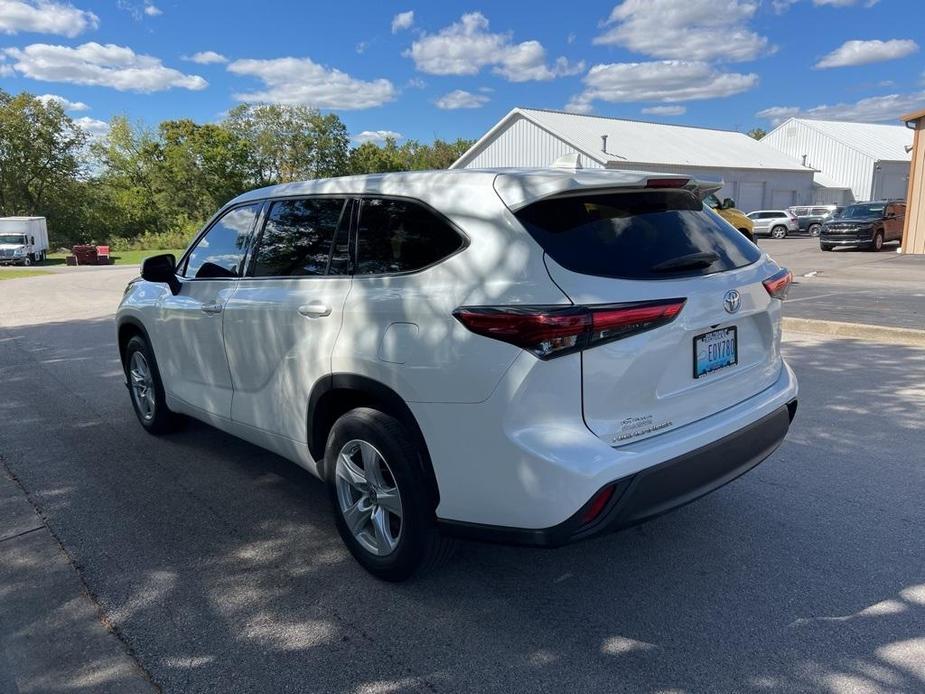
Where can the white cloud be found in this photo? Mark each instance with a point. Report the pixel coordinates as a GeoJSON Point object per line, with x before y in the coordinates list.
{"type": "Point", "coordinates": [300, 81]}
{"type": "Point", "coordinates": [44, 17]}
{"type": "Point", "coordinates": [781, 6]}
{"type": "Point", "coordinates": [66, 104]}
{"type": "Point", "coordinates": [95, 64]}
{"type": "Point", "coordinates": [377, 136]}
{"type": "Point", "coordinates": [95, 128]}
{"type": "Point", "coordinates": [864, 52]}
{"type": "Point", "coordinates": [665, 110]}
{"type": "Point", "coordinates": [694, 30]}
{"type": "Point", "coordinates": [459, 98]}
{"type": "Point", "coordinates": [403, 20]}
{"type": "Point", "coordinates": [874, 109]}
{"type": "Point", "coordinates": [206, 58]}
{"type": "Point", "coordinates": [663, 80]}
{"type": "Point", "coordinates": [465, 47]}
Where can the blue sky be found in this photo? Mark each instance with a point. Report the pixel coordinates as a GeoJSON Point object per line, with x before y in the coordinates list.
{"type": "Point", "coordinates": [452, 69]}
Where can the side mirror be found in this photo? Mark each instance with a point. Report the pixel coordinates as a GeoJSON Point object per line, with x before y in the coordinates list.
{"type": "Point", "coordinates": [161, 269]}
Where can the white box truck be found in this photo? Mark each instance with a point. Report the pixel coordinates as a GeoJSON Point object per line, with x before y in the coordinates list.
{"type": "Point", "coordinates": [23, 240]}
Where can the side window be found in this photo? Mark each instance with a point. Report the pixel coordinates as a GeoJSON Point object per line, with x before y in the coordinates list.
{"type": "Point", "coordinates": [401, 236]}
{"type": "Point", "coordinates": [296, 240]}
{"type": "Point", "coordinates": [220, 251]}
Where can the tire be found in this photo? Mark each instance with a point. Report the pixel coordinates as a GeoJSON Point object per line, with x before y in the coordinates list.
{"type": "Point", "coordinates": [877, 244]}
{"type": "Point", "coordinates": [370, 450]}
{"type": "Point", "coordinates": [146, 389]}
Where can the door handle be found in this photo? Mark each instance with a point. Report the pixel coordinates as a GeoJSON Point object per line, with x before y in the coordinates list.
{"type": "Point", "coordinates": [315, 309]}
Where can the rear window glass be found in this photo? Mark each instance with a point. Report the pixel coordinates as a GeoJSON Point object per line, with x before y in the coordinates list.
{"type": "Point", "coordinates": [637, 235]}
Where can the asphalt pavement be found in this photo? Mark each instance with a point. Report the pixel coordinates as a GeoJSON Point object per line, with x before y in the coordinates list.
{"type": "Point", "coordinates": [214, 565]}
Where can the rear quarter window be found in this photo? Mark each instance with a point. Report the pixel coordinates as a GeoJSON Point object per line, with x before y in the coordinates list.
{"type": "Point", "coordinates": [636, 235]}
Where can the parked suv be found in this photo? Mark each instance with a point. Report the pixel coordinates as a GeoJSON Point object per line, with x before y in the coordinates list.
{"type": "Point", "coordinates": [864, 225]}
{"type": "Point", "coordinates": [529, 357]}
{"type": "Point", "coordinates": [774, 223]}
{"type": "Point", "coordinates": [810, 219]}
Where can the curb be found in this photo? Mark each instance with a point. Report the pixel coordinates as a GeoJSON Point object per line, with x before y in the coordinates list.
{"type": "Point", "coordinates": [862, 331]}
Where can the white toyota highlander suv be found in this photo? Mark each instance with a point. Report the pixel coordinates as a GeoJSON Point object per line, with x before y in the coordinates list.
===============
TASK STATEMENT: Transcribe the data above without alteration, beginning at the line that contains "Where can the rear quarter" and ending with the final line of the data.

SOLUTION BELOW:
Where can the rear quarter window be found in this photo? Mark each instance with a point. Report the pixel coordinates as a GeoJSON Point object per line, with x before y in the coordinates list.
{"type": "Point", "coordinates": [636, 235]}
Where can the parked suv be found in this photo? Mark each instance with a point. Report the pixel coordinates as a GeoJSON Point object per line, with x before y in the coordinates list.
{"type": "Point", "coordinates": [864, 225]}
{"type": "Point", "coordinates": [529, 357]}
{"type": "Point", "coordinates": [774, 223]}
{"type": "Point", "coordinates": [810, 219]}
Where can the curb be found in this photo? Mark each instance with a point. Report the pixel coordinates as a GeoJSON Point object per line, with x before y in the coordinates list.
{"type": "Point", "coordinates": [862, 331]}
Where can the white toyota highlander suv be found in this photo? Mark each instance with a point. Report the pixel coordinates as a GeoJSON Point object per line, with x before y in the coordinates list.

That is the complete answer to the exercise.